## Problems to work on:
[A] In the article about Peterborough's Rhubarb Bridge, what cost had the council previously given for replacing the bridge?
[B] Summarize the article about Peterborough's Rhubarb Bridge in two sentences.

## Text to read:
=-=-=-=-=

Major campaign victory as council makes U-turn over Peterborough's Rhubarb Bridge
Campaigners have won a major victory after the leader of Peterborough City Council promised to make sure Rhubarb Bridge is replaced by another bridge.
After months of public pressure and lobbying, Cllr John Holdich said he was giving a guarantee that while he was leader pedestrians and cyclists will have a bridge to cross at Junction 17 of the A47/A15, near Brotherhood Shopping Park.
The decision marks a U-turn for the council which had previously insisted that it would cost up to £30 million to replace the bridge - money which it said was not available due to its large deficit.
The authority had been planning to knock down the bridge - which it said was near the end of its life - and replace it with pedestrian crossings at the A47/A15 junction, with extra lanes for motorists.
But Cllr Holdich said a new survey showed making repairs to the bridge could see it survive for several more years, giving the council time to find the funding for a replacement.
He told the Peterborough Telegraph: “I have given a guarantee there will be a bridge there.
“We’ve got a survey going on with the bridge now. The indications I’m getting - although I’ve not seen anything in writing - is that it can be repaired to last a while longer.
“If we get the bridge to last five to 10 years we’ve got plenty of time to get money for a brand new bridge.”

=-=-=-=-=

(Data items)
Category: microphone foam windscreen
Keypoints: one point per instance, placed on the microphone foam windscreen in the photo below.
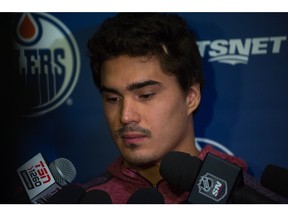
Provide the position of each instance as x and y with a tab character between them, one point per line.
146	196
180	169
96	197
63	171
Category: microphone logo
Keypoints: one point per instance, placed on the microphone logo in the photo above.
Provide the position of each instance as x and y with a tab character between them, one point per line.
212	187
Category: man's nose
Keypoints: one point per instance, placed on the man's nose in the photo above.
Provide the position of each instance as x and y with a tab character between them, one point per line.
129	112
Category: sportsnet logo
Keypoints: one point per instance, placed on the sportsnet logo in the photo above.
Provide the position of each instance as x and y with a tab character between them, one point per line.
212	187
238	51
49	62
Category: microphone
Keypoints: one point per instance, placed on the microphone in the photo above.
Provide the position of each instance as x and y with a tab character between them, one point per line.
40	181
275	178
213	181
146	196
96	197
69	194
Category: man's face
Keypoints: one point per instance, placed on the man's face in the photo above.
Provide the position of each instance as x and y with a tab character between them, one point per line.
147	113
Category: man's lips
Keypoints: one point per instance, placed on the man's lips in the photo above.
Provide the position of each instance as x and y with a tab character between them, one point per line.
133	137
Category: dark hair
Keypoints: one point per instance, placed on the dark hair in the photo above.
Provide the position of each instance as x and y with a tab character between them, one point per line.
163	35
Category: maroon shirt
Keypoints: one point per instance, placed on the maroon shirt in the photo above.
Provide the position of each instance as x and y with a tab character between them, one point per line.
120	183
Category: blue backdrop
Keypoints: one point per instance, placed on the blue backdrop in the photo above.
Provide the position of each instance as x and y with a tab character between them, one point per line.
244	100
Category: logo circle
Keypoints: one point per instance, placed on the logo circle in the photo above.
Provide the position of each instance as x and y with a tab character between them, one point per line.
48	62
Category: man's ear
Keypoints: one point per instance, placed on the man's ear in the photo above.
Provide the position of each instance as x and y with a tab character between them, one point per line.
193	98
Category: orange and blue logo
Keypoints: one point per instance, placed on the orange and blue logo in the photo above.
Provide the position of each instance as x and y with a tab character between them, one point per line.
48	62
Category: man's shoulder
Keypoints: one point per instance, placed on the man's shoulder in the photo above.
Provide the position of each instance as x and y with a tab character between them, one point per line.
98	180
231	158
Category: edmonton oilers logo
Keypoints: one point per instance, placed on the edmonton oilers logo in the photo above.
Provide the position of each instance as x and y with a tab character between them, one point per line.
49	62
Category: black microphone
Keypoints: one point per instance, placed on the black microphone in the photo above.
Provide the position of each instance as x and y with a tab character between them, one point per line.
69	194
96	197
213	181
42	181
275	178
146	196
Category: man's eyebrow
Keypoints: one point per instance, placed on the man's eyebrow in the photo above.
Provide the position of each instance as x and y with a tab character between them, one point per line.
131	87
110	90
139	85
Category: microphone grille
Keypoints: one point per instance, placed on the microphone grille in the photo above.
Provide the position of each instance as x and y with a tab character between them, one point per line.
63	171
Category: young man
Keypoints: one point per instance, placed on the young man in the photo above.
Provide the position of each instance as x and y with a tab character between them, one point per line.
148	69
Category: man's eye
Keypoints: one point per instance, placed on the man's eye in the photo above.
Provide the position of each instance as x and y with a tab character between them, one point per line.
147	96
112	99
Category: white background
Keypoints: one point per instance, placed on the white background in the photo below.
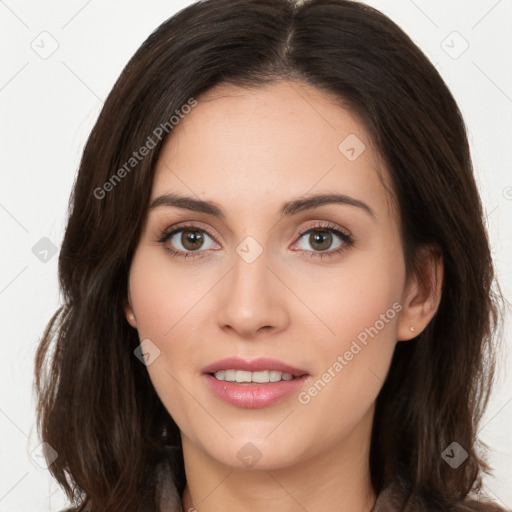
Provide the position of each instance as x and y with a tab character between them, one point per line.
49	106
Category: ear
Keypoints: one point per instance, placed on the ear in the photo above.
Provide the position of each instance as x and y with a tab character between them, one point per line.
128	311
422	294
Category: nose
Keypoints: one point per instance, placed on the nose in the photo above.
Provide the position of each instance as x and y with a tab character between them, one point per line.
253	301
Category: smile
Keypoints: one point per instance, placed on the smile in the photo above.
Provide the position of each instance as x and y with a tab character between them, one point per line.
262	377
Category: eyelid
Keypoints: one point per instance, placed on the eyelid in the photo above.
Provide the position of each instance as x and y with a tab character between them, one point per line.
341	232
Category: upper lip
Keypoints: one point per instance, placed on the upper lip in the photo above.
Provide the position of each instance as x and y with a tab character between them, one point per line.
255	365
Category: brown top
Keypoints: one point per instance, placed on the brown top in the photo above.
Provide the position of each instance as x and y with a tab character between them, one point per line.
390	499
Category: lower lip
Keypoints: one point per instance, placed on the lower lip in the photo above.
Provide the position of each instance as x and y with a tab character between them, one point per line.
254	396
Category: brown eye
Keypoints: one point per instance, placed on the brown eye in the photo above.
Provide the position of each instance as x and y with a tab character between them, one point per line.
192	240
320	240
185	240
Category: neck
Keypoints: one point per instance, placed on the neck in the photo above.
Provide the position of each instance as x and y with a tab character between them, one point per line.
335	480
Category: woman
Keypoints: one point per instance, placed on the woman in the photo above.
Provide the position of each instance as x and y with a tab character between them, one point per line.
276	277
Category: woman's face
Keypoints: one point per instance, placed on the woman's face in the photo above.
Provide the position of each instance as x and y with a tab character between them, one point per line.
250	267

=-=-=-=-=

## Solutions for each task:
[A] Up to £30 million.

[B] After months of public pressure, Peterborough City Council leader Cllr John Holdich guaranteed that pedestrians and cyclists will keep a bridge at Junction 17 of the A47/A15, reversing the council's plan to demolish Rhubarb Bridge and replace it with pedestrian crossings. He said a new survey suggests repairs could keep the bridge going for several more years, giving the council time to find money for a new one.